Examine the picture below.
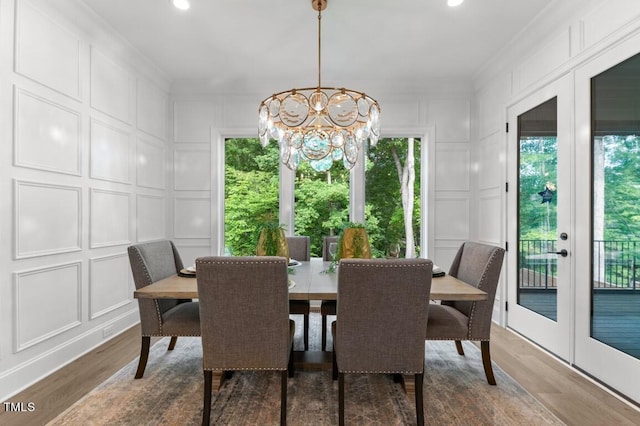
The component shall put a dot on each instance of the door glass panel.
(615, 210)
(537, 209)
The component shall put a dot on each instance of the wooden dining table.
(309, 281)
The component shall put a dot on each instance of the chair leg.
(283, 399)
(324, 332)
(334, 364)
(486, 362)
(306, 332)
(290, 366)
(419, 401)
(341, 399)
(144, 356)
(206, 410)
(172, 343)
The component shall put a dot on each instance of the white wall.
(82, 166)
(201, 122)
(563, 40)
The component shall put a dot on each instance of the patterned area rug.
(455, 393)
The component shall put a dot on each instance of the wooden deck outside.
(615, 317)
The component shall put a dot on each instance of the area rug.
(455, 393)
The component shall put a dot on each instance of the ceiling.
(266, 46)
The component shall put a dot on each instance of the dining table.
(312, 280)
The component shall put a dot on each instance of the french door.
(540, 233)
(607, 335)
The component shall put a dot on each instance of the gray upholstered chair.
(382, 321)
(479, 265)
(327, 307)
(244, 311)
(300, 249)
(151, 262)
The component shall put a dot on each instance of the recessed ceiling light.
(181, 4)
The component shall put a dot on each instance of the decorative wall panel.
(47, 219)
(150, 164)
(452, 118)
(151, 218)
(151, 109)
(193, 120)
(108, 284)
(110, 153)
(452, 169)
(47, 303)
(192, 218)
(111, 87)
(47, 135)
(455, 215)
(192, 169)
(47, 52)
(110, 214)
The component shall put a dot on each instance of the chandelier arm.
(319, 44)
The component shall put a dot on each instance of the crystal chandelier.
(319, 124)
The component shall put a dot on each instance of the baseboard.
(32, 371)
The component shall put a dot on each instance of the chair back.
(478, 265)
(299, 248)
(151, 262)
(382, 315)
(244, 312)
(325, 246)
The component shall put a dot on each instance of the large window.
(393, 196)
(251, 189)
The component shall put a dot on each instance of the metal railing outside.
(616, 264)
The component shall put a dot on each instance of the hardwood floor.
(570, 396)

########

Activity>
Please print each of the records word for word, keeping the pictures out.

Response area>
Examine the picture below.
The component shall put a dot on each instance of the door glass panel.
(615, 210)
(537, 209)
The component shall put a dot on each instance of the wooden dining table.
(309, 281)
The component shall put a dot on each instance of the chair leg.
(283, 399)
(324, 332)
(334, 364)
(486, 362)
(306, 332)
(290, 366)
(419, 401)
(341, 399)
(144, 356)
(206, 410)
(172, 343)
The component shall put a dot on each instance of the white wall.
(82, 166)
(201, 122)
(563, 40)
The component shall put a dot on each instance of the patterned area rug.
(455, 393)
The component shall put a dot on each instance of the wooden deck outside.
(615, 317)
The component shall put a dot on each instance of the area rug.
(455, 393)
The component shall put a dot on each instance of the ceiling.
(266, 46)
The component shall put a dot on each instance of the dining table.
(312, 280)
The component shall put a dot on each instance of the french door.
(540, 233)
(607, 335)
The component shall put a dot on each instance of the gray upholstered chair.
(382, 321)
(479, 265)
(327, 307)
(244, 311)
(300, 249)
(151, 262)
The component shall put a dot on each instance of the recessed ceiling light.
(181, 4)
The component shall put a dot on each instance of the decorative wall panel.
(47, 219)
(150, 164)
(452, 118)
(151, 218)
(151, 109)
(193, 120)
(108, 284)
(110, 153)
(452, 169)
(47, 303)
(192, 218)
(111, 87)
(47, 135)
(455, 215)
(192, 169)
(47, 52)
(110, 214)
The component shall put a dot on each instance of the chandelier arm.
(319, 44)
The component shall put a dot on each instance of the crystal chandelier.
(319, 124)
The component shall put a dot on each instance of the baseboard.
(32, 371)
The component shall put a dot on each instance of the chair back.
(478, 265)
(299, 248)
(151, 262)
(382, 315)
(244, 312)
(325, 246)
The component shall put a dot on each instance of the large window.
(393, 196)
(251, 189)
The component shall put a dot on each instance of the metal railing outside.
(616, 264)
The component shall put a dot on each instance of the hardwood floor.
(570, 396)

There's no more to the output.